Return each of the entries word for word, leaving out the pictures.

>> Begin Dataset excerpts

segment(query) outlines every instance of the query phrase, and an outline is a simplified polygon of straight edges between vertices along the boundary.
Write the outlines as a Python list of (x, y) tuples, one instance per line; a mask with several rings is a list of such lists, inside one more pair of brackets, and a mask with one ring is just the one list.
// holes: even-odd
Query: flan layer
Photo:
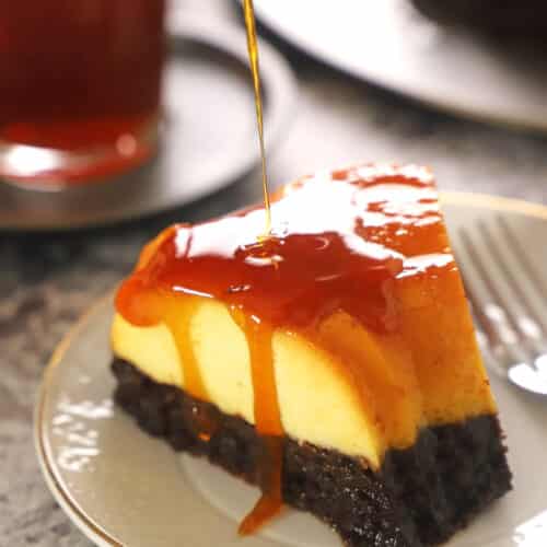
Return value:
[[(259, 209), (198, 226), (174, 226), (144, 249), (118, 295), (114, 352), (156, 382), (186, 388), (226, 415), (256, 423), (260, 400), (252, 340), (241, 317), (258, 317), (271, 335), (265, 340), (271, 340), (270, 387), (282, 430), (293, 439), (362, 456), (376, 468), (388, 447), (410, 446), (420, 428), (494, 414), (437, 198), (431, 174), (415, 166), (361, 166), (306, 177), (275, 198), (274, 223), (282, 226), (275, 253), (245, 255), (245, 267), (251, 257), (255, 269), (240, 268), (232, 278), (222, 268), (229, 269), (235, 261), (230, 257), (247, 248), (245, 241), (259, 237)], [(242, 231), (243, 243), (234, 245)], [(269, 268), (275, 280), (276, 268), (283, 272), (287, 247), (295, 249), (291, 258), (298, 260), (298, 253), (306, 252), (298, 246), (301, 234), (314, 245), (306, 257), (310, 268), (323, 268), (328, 276), (314, 270), (310, 284), (321, 289), (316, 294), (289, 287), (294, 299), (283, 322), (276, 305), (286, 304), (286, 294), (276, 293), (274, 281), (260, 286), (261, 279), (253, 276), (265, 276)], [(323, 244), (341, 251), (328, 255)], [(313, 261), (322, 252), (328, 268)], [(353, 261), (344, 267), (352, 276), (329, 286), (338, 260), (348, 256)], [(199, 270), (203, 257), (209, 263)], [(170, 270), (172, 263), (177, 268)], [(306, 263), (300, 267), (305, 270)], [(253, 300), (249, 279), (261, 300)], [(137, 298), (127, 290), (131, 282), (140, 283)], [(153, 291), (142, 291), (142, 286)], [(251, 298), (237, 300), (240, 291), (248, 294), (247, 288)], [(329, 288), (340, 291), (339, 301)], [(322, 298), (330, 299), (328, 310), (317, 307)], [(136, 306), (170, 312), (164, 321), (147, 322)], [(299, 310), (304, 315), (312, 310), (313, 321), (301, 321)], [(194, 376), (200, 379), (198, 387)]]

>> End Dataset excerpts

▶ Solution to this task
segment(query) outlines every instance of the query phrase, and an outline is a simplified polygon of straight edges between vertices along the boundary.
Write the outlines as a Python list of (x, y) tuples, one instance per line; a mask with several rings is a list of such lists, inside one more pair of brackets, and a mask with one ring is just the one list.
// holes: even-odd
Query: flan layer
Photo:
Return value:
[[(259, 209), (198, 226), (174, 226), (144, 249), (118, 295), (114, 352), (156, 382), (186, 388), (226, 415), (256, 423), (260, 400), (252, 340), (241, 317), (258, 317), (271, 335), (265, 340), (271, 340), (270, 387), (282, 430), (293, 439), (362, 456), (376, 468), (388, 447), (410, 446), (420, 428), (494, 414), (437, 198), (431, 174), (415, 166), (361, 166), (306, 177), (275, 198), (274, 223), (282, 226), (275, 253), (245, 255), (245, 267), (251, 257), (255, 269), (240, 268), (232, 278), (222, 268), (229, 269), (235, 261), (230, 257), (247, 248), (245, 241), (259, 237)], [(242, 231), (243, 243), (234, 245)], [(269, 268), (275, 280), (276, 268), (283, 272), (287, 247), (295, 249), (291, 258), (298, 260), (298, 253), (306, 252), (298, 246), (301, 234), (314, 245), (306, 257), (310, 268), (323, 268), (328, 276), (314, 270), (310, 284), (321, 289), (316, 294), (289, 287), (294, 299), (283, 322), (276, 305), (286, 304), (286, 294), (276, 293), (274, 281), (260, 286), (261, 279), (253, 276), (265, 276)], [(323, 244), (341, 251), (328, 255)], [(313, 261), (322, 252), (328, 268)], [(353, 261), (344, 267), (352, 276), (329, 286), (338, 260), (348, 256)], [(199, 270), (203, 257), (209, 263)], [(170, 270), (172, 263), (177, 268)], [(306, 263), (300, 267), (305, 270)], [(253, 300), (249, 279), (261, 300)], [(137, 298), (127, 290), (131, 282), (140, 283)], [(153, 291), (142, 291), (142, 286)], [(251, 298), (237, 300), (240, 291), (248, 294), (247, 288)], [(329, 288), (340, 291), (339, 301)], [(322, 298), (330, 299), (328, 310), (317, 307)], [(136, 306), (170, 312), (164, 321), (147, 322)], [(299, 310), (304, 315), (312, 310), (313, 321), (301, 321)], [(194, 376), (200, 379), (198, 387)]]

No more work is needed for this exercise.